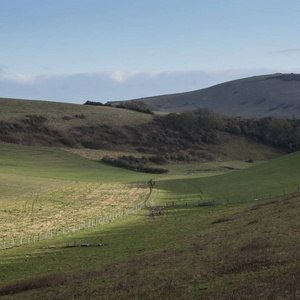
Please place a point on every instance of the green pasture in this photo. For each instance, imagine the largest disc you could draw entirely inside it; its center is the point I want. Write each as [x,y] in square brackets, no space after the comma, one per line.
[62,116]
[271,178]
[45,189]
[59,164]
[186,253]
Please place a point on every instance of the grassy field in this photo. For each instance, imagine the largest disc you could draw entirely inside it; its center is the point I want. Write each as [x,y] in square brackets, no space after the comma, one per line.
[235,251]
[241,252]
[43,189]
[62,116]
[275,177]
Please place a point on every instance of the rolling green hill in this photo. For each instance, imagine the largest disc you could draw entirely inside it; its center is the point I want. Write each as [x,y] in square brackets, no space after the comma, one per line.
[237,251]
[259,96]
[274,177]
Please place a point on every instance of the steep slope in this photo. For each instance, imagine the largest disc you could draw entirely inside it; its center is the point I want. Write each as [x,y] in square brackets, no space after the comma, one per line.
[259,96]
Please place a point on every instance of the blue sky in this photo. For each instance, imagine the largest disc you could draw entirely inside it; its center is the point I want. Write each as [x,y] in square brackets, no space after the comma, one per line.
[102,50]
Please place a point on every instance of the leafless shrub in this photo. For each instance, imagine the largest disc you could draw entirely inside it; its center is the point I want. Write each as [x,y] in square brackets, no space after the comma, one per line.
[222,220]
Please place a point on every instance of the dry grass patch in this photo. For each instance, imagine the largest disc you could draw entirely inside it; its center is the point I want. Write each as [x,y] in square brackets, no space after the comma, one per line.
[59,203]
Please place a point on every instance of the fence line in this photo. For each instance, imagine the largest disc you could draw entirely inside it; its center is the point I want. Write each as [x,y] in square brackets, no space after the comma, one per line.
[91,222]
[19,241]
[226,200]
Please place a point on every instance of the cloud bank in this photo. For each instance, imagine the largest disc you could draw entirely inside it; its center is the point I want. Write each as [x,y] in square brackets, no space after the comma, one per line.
[112,86]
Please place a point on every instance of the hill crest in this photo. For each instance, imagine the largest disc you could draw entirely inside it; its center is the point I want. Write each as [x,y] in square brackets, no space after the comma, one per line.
[258,96]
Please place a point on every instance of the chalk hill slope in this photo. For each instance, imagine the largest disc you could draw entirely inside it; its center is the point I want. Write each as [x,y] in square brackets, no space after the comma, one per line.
[259,96]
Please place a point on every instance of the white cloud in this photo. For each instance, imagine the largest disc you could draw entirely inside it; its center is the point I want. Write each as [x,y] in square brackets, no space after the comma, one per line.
[2,68]
[292,50]
[19,78]
[112,86]
[121,77]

____________

» PROBLEM DESCRIPTION: Transcribe each entry above exactly, apart from the pictures.

» SOLUTION TO THE EXERCISE:
Please place a point on every instance of the green pasture in this photo. For each instance, imagine the largest disc you could draw entirely inside it; its center is the point I want. Write each as [x,y] in square brackets, no space after the comma, one per line.
[62,116]
[271,178]
[45,189]
[59,164]
[186,253]
Please place a point on every instance of the grassy field in this photo. For each instance, imagine the largest disc you could draw entirely inside it; its center is the point I want. Write each as [x,y] in square brackets, no space after the comma, one per line.
[235,251]
[241,252]
[43,189]
[62,116]
[275,177]
Please place a point on every instance of the rolling green hill in this photo. For each instance, imagine the largest disc you could draw entirely inside it; its center is the point I want. Write each as [x,y] in square brackets, no space after the comma, one per line.
[237,251]
[259,96]
[274,177]
Please place a point on every instance of the steep slope in this photo. For each instance, imagine the largest disc you could draw entirely inside it; its center is the point I want. Write each as [x,y] in square brackets, no space after the comma, one per line.
[259,96]
Please place a point on every instance of the blue sky in this photo. For each instance, imagine the largest disc you could draw entirely inside it; its center is the point I want. Write each as [x,y] in square brackets, no space after the comma, one per line.
[102,50]
Please place a point on every instance of the leafless shrub in this photo. For each instance, imagine the largest disc you could draw entirely inside it; its center is the point I want. Write each as [x,y] in square brackets, no space after the comma, one per line.
[222,220]
Please place a point on every instance of the dry grass patch in this photo. For each instance, imagine the largest disc you could draw entirely inside it; its center is the point I want. Write each as [x,y] in square brackets, no space after the comma, one per line.
[59,203]
Please place a point on every instance of the fence line in this photo. For each instance, imagine the largest disc you could draw entirely inside it; its center is the point I want. Write each as [x,y] in square brackets, no space after the comma, one per line.
[91,222]
[19,241]
[226,200]
Please place a point on every instance of the cloud bank in this photo. For each instance, imagine the largest disc you could draw entirely inside it; its center is the point I want. Write each as [x,y] in square brackets, no space after the comma, one per line.
[112,86]
Please place a point on every instance of the hill crest in this photo. For each instance, imagine the largest disc you could draw entirely inside it; its center is the point I want. Write each as [x,y] in square brackets, no space after the comma, one per line.
[258,96]
Please place a point on every instance of the chalk hill slope in this photo. For each instance, imagine the largest disc you could draw entirely inside it; its center is the point I want. Write each as [x,y] in square brackets, no space after the comma, one per line.
[259,96]
Please place a point on every instance of the white cloud in this photo. For each instance, imagine the largest disc you could draw entirely inside it; its center is the point I want. Write each as [x,y] in square brackets, no space after the comma, one per line.
[2,68]
[292,50]
[19,78]
[112,86]
[121,77]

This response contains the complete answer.